++++ Exercise data ++++
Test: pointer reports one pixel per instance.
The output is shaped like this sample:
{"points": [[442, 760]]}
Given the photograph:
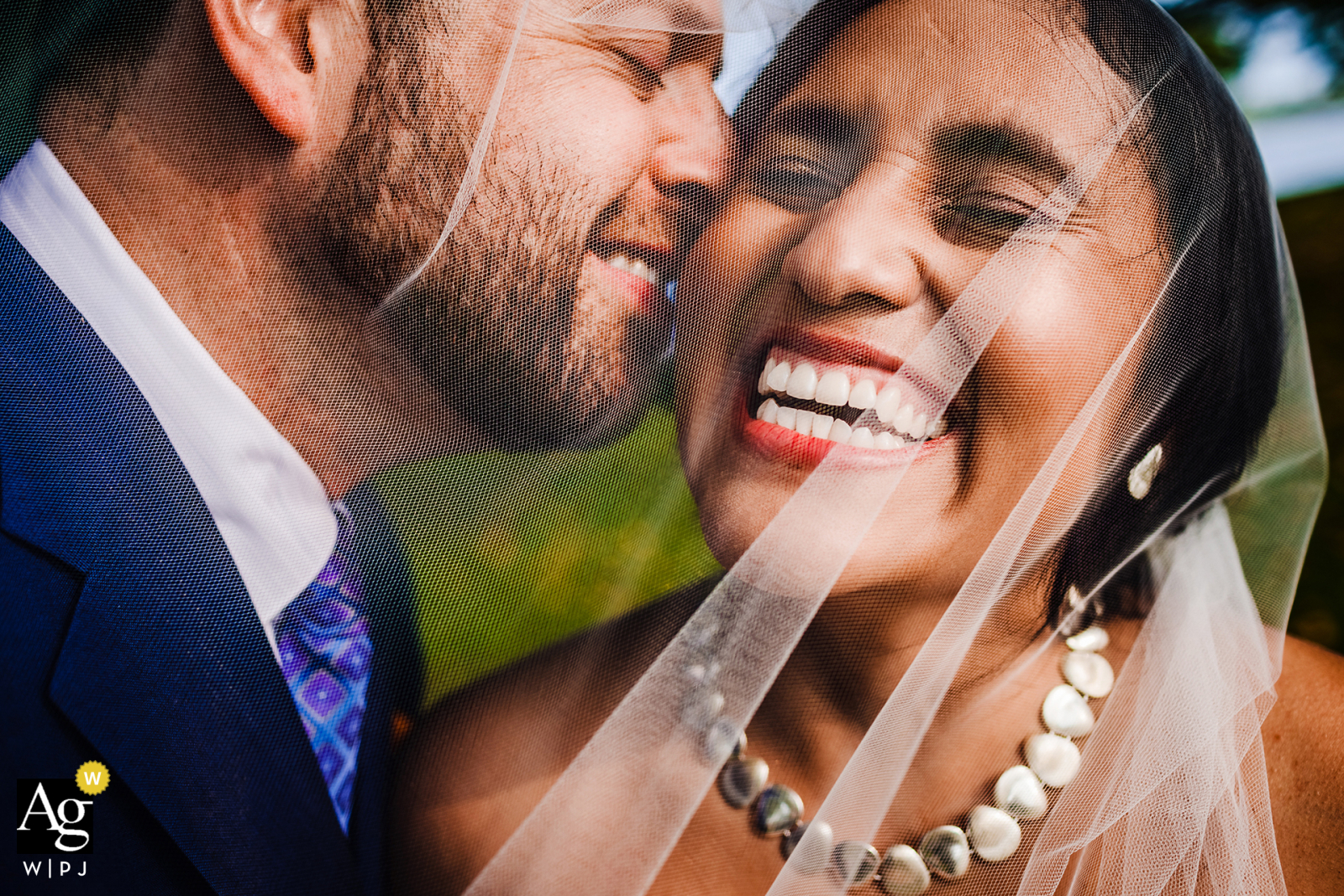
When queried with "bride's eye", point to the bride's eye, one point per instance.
{"points": [[795, 183], [979, 222]]}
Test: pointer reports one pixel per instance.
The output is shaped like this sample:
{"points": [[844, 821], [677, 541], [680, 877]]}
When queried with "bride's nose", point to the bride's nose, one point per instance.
{"points": [[864, 249]]}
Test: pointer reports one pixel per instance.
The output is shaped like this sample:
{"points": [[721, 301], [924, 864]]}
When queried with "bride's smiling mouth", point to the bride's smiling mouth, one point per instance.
{"points": [[808, 394]]}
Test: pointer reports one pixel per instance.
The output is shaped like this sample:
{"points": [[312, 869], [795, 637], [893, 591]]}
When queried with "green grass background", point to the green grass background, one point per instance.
{"points": [[510, 553]]}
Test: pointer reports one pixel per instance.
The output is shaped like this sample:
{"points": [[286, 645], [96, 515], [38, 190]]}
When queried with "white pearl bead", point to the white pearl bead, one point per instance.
{"points": [[1092, 640], [994, 833], [1053, 758], [1021, 794], [902, 872], [1066, 712], [1090, 673]]}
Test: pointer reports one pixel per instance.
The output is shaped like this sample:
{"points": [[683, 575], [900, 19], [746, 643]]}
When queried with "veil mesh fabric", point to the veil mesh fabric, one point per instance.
{"points": [[1171, 795]]}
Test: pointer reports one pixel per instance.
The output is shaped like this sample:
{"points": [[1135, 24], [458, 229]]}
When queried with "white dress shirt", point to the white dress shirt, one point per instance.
{"points": [[270, 508]]}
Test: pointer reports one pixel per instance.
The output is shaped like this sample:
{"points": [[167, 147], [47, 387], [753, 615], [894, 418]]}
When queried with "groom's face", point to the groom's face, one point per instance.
{"points": [[543, 315]]}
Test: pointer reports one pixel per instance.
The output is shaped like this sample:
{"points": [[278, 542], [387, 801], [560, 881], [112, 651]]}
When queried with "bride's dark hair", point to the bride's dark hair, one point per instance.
{"points": [[1215, 349]]}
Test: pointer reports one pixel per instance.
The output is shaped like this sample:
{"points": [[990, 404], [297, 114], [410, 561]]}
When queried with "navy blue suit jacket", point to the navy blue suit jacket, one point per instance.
{"points": [[129, 637]]}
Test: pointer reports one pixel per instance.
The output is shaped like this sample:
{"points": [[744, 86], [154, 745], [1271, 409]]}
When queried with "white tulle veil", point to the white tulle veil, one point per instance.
{"points": [[1171, 793]]}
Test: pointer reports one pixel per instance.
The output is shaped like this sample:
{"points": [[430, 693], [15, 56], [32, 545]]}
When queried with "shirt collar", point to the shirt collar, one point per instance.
{"points": [[270, 508]]}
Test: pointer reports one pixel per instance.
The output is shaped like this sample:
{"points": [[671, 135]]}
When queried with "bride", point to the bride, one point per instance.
{"points": [[994, 398]]}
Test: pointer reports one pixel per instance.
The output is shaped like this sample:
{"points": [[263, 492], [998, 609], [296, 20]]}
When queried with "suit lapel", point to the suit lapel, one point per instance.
{"points": [[165, 668]]}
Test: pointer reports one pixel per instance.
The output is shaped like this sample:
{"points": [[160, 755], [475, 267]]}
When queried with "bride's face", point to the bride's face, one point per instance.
{"points": [[870, 197]]}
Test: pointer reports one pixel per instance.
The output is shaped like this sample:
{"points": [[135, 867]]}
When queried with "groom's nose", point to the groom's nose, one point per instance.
{"points": [[691, 155]]}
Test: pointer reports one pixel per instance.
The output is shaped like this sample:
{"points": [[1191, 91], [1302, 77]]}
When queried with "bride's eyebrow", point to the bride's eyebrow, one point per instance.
{"points": [[963, 148], [816, 123]]}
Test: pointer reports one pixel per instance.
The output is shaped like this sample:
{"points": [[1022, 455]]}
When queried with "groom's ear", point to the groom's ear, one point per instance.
{"points": [[284, 53]]}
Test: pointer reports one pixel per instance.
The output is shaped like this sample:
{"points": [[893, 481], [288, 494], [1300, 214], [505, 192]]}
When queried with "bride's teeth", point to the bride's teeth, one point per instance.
{"points": [[803, 382], [864, 396], [833, 389], [862, 437], [764, 380], [905, 419], [887, 403]]}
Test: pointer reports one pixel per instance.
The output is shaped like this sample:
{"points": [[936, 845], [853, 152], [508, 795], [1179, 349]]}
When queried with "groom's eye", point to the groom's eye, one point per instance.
{"points": [[644, 76], [795, 183]]}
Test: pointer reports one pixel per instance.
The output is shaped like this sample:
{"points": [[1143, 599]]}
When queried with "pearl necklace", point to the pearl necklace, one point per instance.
{"points": [[992, 832]]}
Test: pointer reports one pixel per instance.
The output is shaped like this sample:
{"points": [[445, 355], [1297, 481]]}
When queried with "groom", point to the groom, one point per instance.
{"points": [[225, 301]]}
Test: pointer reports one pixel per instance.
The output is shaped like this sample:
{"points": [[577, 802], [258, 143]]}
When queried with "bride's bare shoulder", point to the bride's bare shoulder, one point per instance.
{"points": [[1304, 758]]}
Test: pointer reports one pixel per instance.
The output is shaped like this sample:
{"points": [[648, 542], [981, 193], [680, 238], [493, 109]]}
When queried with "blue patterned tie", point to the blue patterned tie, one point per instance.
{"points": [[324, 654]]}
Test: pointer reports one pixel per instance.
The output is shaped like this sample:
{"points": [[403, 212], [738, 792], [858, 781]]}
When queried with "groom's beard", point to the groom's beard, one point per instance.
{"points": [[497, 322]]}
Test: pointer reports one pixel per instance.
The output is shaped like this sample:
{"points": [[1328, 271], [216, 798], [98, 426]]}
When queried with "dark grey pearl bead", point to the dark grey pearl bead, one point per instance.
{"points": [[855, 862], [947, 851], [776, 810], [741, 781]]}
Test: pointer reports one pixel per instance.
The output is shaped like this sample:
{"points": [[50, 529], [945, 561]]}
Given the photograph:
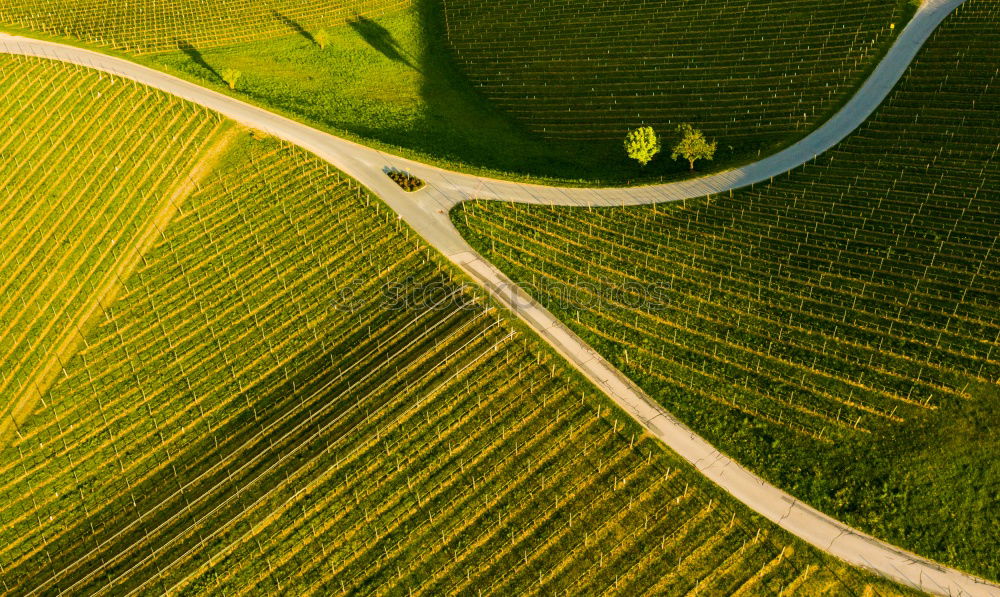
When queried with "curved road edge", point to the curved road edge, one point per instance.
{"points": [[427, 213]]}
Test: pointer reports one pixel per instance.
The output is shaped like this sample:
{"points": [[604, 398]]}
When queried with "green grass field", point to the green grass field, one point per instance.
++++
== Given request ==
Verbatim reproduction of every record is required; images are left out.

== Solution to the exercise ==
Test: pointer reports one pixel per instance.
The output is shaped like this sample:
{"points": [[442, 760]]}
Given the photograph:
When queried with "bride's eye", point to the bride's eye, one point per instance.
{"points": [[795, 183], [979, 222]]}
Test: pointer reports one pixel per instance.
The output is shaped like this sample:
{"points": [[844, 821], [677, 541], [680, 877]]}
When queried with "bride's nose", point to the bride's nose, one point per instance.
{"points": [[864, 249]]}
Test: pointer reports one pixel per instance.
The output is shaped like this sample:
{"points": [[721, 301], [924, 864]]}
When queried with "bride's smiling mouth", point to the bride's smiling mouth, one point per instance.
{"points": [[808, 394]]}
Test: pointer reports one pixel per instance.
The output is shaped like this sample:
{"points": [[312, 869], [795, 637], [893, 591]]}
When queried with "green grass background", point to the green grass background, one point per instance.
{"points": [[510, 553]]}
Test: pointer reports one pixel per instance.
The output is shaped like this sample:
{"points": [[286, 645], [96, 515], [38, 190]]}
When queried with "white pearl bead", point to the white pearl bead, one point per instance.
{"points": [[1092, 640], [994, 833], [1053, 758], [1021, 794], [902, 872], [1066, 712], [1090, 673]]}
Test: pointer reports one pixel per instance.
The output is shaped like this sample:
{"points": [[683, 575], [900, 19], [746, 643]]}
When queried with "veil mesh fabric", point to the veil mesh fabric, one point per instance.
{"points": [[1171, 795]]}
Test: pointer reports one pixel per instance.
The output is shaped like this sample:
{"points": [[1135, 24], [458, 229]]}
When queried with "white dress shirt", point to the white dress shirt, one point per instance.
{"points": [[270, 508]]}
Test: pointer reports one pixel per instance.
The output is shaped like this sample:
{"points": [[167, 147], [47, 387], [753, 615], [894, 418]]}
When queried with "groom's face", point to the groom's face, one point per instance.
{"points": [[543, 315]]}
Test: pointer reports one pixel per instance.
The output is shaped like this sample:
{"points": [[278, 542], [387, 801], [560, 881], [112, 651]]}
When queried with "bride's dark hair", point to the bride's dark hair, one point per instance.
{"points": [[1215, 349]]}
Test: pointer reports one pixel per instance.
The output is shaped like this sample:
{"points": [[990, 404], [297, 114], [410, 561]]}
When queried with "navy blue suit jacket", point to the navy blue suit jacket, one point per instance.
{"points": [[129, 637]]}
Test: pointer reports one pixel per instance.
The output is shaped like this sample:
{"points": [[744, 86], [154, 745], [1271, 409]]}
When queried with "white tulle veil", point to the white tulle veil, one point per instance.
{"points": [[1171, 793]]}
Test: pointer reports one pixel per instance.
The output is shaped like this sample:
{"points": [[430, 693], [15, 56], [32, 545]]}
When queried with "shirt collar", point to the shirt collar, one point per instance.
{"points": [[270, 508]]}
Test: pointer reports one pixel per instance.
The output is shaped like this sample:
{"points": [[671, 135]]}
When queried with "bride", point to the bride, one point per instance.
{"points": [[994, 398]]}
Test: pointer reports one pixel per instance.
The output is shaped like this sample:
{"points": [[263, 492], [998, 609], [296, 20]]}
When queried with "suit lapel", point to the suit lapel, one point per instance.
{"points": [[165, 668]]}
Test: pointer reports one pixel per instance.
The output is shaped like this sample:
{"points": [[160, 755], [475, 267]]}
When queried with "bride's face", point to the bride's face, one point per instance.
{"points": [[870, 197]]}
Test: pointer reports one pixel per instance.
The output is shaped like this sample:
{"points": [[135, 867]]}
When queried with "groom's nose", point to the groom's nose, one point per instance.
{"points": [[691, 155]]}
Test: pointer reports one pixel per instance.
The output is shaped like this sample:
{"points": [[1191, 91], [1302, 77]]}
When queried with "bride's eyebrow", point to the bride's eyebrow, one point per instance.
{"points": [[963, 148], [816, 123]]}
Test: pointer reports one pixel per instance.
The output is shaped like this sample:
{"points": [[1022, 455]]}
When queried with "groom's ear", point to the groom's ear, one point per instance.
{"points": [[284, 53]]}
Test: pointer reports one pixel per instance.
The output is shaped like this sample:
{"points": [[893, 481], [288, 494], [1300, 214], [505, 192]]}
When queried with "bride's teeth", point to the bride's teeth, one point per instance.
{"points": [[803, 382], [864, 396], [833, 389], [862, 437], [764, 380], [905, 419], [887, 403]]}
Test: pointer reports one pixel per instance.
The output is shaped like this sample:
{"points": [[936, 845], [853, 152], [508, 795], [1179, 349]]}
When queried with "groom's eye", point to the groom's eye, one point per instance.
{"points": [[644, 76], [795, 183]]}
Test: pointer reports one pixel per instance.
The output is shaped like this sample:
{"points": [[1143, 599]]}
When queried with "pearl necklace", point to the pearl necklace, one point per instance.
{"points": [[992, 832]]}
Test: pointer reports one pixel per instance.
The output is shaped like this sample:
{"points": [[445, 355], [1297, 481]]}
When queried with "groom", point to the groom, one point per instance.
{"points": [[225, 301]]}
Test: pointer reports one pixel per instance.
The output is shaped like this sample:
{"points": [[577, 802], [258, 143]]}
When queried with "bride's bare shoulder", point to the bride's bare shoulder, one point per instance.
{"points": [[1304, 758]]}
Test: pointer reports one pixel per instance.
The output is shaped like this sample:
{"points": [[648, 542], [981, 193], [680, 238], [493, 109]]}
When queried with "blue patterned tie", point to the blue patterned tie, one point per instance.
{"points": [[324, 654]]}
Test: pointer reports one pixel per instance.
The output is shaped like this sample:
{"points": [[403, 212], [738, 792], [858, 781]]}
When queried with "groom's beard", point to the groom's beard, one point per instance.
{"points": [[497, 322]]}
Test: pointer reports one pixel per instance.
The output is shaped like this sample:
{"points": [[1328, 271], [216, 798], [98, 426]]}
When queried with "dark grey pearl bead", point to the dark grey pearl bead, one point per instance.
{"points": [[855, 862], [947, 851], [776, 810], [741, 781]]}
Test: pointer reports one pixel per instance.
The output is shaped like this sample:
{"points": [[50, 529], [945, 561]]}
Given the photograph:
When queried with "curved road edge", point to the curved road edge, one point per instance.
{"points": [[427, 213]]}
Test: pointer reports one pixel per instance.
The output is shaped like this sample:
{"points": [[604, 398]]}
When queried with "green grass field", point to the green grass field, one point per instance.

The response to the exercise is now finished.